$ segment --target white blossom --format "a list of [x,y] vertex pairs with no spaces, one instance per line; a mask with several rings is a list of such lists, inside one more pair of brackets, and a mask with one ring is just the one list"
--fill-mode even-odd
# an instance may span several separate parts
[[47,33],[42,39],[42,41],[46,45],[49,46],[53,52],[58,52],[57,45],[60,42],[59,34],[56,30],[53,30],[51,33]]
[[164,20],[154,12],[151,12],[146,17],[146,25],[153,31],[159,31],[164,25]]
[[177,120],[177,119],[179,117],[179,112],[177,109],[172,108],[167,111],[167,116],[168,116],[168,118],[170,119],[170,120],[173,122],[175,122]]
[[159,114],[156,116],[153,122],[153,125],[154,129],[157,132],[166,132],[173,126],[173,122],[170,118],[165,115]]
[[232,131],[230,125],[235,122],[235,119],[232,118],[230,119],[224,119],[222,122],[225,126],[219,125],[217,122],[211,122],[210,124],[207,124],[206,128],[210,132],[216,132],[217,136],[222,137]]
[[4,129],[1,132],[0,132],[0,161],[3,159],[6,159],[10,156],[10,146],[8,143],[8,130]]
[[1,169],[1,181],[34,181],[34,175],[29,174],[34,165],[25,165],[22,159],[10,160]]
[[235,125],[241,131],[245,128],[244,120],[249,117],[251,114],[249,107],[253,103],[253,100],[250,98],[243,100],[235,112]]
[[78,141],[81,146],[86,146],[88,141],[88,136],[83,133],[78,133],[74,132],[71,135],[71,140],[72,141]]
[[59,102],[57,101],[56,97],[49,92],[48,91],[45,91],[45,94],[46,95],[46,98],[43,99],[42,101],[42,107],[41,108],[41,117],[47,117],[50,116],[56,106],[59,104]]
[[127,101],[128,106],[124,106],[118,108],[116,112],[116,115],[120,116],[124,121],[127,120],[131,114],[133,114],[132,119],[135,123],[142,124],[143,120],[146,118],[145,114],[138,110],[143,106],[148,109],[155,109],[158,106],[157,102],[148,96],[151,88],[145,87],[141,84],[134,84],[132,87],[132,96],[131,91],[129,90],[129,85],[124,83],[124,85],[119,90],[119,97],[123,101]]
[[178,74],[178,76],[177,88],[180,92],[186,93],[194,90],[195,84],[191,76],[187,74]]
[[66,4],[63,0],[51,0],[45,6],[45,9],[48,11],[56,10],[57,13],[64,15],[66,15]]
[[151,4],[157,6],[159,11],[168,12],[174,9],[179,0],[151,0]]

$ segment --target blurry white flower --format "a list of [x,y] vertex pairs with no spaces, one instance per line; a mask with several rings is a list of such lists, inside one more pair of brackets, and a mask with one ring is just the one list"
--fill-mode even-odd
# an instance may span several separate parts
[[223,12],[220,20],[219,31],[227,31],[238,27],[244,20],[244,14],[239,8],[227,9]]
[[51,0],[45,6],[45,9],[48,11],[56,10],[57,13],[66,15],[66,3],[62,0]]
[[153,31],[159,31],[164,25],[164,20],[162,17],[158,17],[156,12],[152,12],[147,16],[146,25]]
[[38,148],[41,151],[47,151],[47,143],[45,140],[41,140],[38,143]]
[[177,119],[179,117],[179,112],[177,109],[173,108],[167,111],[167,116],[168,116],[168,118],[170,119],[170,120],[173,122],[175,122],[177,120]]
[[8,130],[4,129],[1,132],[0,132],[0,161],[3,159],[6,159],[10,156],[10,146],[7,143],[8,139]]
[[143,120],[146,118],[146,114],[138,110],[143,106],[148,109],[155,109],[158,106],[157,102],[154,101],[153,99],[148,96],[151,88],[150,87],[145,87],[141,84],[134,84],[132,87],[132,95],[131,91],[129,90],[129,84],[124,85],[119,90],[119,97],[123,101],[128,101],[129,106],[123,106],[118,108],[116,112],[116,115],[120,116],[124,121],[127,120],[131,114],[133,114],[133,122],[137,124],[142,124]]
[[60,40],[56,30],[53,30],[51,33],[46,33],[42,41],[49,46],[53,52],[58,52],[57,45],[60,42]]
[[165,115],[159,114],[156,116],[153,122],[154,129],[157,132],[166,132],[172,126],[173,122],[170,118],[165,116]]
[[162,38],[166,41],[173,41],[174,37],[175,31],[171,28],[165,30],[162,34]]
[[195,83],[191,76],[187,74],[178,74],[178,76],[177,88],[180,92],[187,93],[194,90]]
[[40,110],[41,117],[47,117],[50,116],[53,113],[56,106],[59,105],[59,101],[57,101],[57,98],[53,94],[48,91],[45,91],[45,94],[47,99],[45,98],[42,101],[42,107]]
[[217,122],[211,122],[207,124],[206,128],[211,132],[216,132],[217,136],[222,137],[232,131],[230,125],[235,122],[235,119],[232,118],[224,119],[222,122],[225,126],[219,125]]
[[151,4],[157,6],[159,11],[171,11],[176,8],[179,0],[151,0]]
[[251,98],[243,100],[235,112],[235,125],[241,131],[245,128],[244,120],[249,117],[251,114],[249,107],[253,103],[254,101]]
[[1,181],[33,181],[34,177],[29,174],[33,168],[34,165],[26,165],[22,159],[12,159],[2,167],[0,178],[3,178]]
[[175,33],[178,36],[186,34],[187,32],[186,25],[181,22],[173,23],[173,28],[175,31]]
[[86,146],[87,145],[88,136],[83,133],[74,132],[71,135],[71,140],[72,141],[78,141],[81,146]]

[EXERCISE REQUIREMENTS]: Identify every line of the records that contains the word "mask", and copy each of those lines in full.

[SOLUTION TO THE PROBLEM]:
$ segment --target white blossom --format "a list of [x,y] vertex pairs with no spaces, one instance per line; a mask with several rings is a list of such lists, inside one more pair of brackets, and a mask with one ring is just the one list"
$ segment --target blurry white flower --format "a list of [x,y] vertex pairs with no spaces, one instance per line; a mask with several rings is a list of such lists, inside one more pair of brackets, and a mask with one ring is just the one list"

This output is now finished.